EXERCISE OBJECTIVE:
Return the listing below verbatim, every line in its original order with nothing added or dropped.

STORED RECORDS:
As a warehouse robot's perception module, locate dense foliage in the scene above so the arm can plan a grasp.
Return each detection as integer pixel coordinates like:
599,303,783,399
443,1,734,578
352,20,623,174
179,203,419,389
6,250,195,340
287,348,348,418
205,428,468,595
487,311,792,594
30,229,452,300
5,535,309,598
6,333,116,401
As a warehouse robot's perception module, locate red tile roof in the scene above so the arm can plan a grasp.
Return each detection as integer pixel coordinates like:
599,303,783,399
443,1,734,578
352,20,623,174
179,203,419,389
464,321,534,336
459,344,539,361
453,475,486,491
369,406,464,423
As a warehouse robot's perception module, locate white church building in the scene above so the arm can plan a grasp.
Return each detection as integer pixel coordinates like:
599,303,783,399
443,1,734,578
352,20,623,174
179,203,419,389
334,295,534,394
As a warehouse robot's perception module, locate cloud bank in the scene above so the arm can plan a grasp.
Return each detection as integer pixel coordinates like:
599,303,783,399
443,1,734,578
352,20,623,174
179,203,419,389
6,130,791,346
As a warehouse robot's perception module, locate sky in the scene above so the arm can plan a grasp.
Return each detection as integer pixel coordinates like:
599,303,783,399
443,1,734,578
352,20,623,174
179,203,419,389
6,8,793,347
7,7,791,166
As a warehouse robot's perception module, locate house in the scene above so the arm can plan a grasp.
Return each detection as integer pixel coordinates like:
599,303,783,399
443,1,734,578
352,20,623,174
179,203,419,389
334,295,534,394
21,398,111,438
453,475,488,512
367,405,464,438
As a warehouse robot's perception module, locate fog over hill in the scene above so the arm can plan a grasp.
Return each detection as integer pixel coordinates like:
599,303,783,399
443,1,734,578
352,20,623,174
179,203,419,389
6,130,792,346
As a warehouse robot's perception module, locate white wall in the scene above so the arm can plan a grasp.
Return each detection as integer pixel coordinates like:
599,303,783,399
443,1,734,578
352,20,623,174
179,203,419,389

RESULT:
As a warehouse robot's perception module, locate dense foliage in the scene above so the arm can plan a grasp.
Return each detection as integer pixel coordinates like:
599,303,783,399
443,1,734,578
352,20,623,174
179,203,419,389
6,250,195,340
287,348,348,418
205,428,468,595
487,311,792,594
30,229,452,300
5,535,309,598
6,333,116,401
As a warehouse robot's perception module, locate red tile roof in the scene above so the arm can plan a grasp.
Return each detection as integer pixel coordinates like:
599,303,783,399
443,1,734,578
352,20,623,174
179,203,419,389
464,321,534,336
459,344,539,361
453,475,486,491
369,406,464,423
As a warehouse robot's perception module, locate white church building in the scene above so the arm can plan a grasp.
Return each detection as integer pixel coordinates like:
599,303,783,399
443,1,734,578
352,20,623,174
179,203,419,389
334,295,534,394
As a warehouse robot's perception module, locate cloud bank in the scene above so the arm can plan a grasp.
Return each detection as integer pixel coordinates like:
599,303,783,399
443,1,734,578
352,20,623,174
179,203,419,389
6,130,791,346
As a warehouse robot's perception module, locate sky in the scene above so the arm can plan a grasp.
Return each detection as integer pixel coordinates like:
599,303,783,399
443,1,734,578
352,20,623,174
179,203,419,389
6,8,793,347
7,7,791,166
As a warehouse robot's perception module, locate house in the scene above so the arm can plan a grasp.
Return each detection as integer pixel coordinates like:
599,303,783,399
443,1,734,578
352,20,623,174
179,203,419,389
334,295,534,394
21,398,111,438
453,475,488,512
367,405,464,438
As a warehouse robot's perception module, locate fog over hill in the scene above so the arm can plan a grasp.
Return each detection as integer pixel coordinates like:
599,303,783,399
443,1,734,578
352,20,623,174
179,203,419,389
6,130,792,346
As a warehouse robot's perception module, locate white wall in the scene above so the arm can plan a grasp.
Return each detection as integer pixel coordinates like:
599,303,783,399
443,1,734,578
352,20,623,174
179,203,419,389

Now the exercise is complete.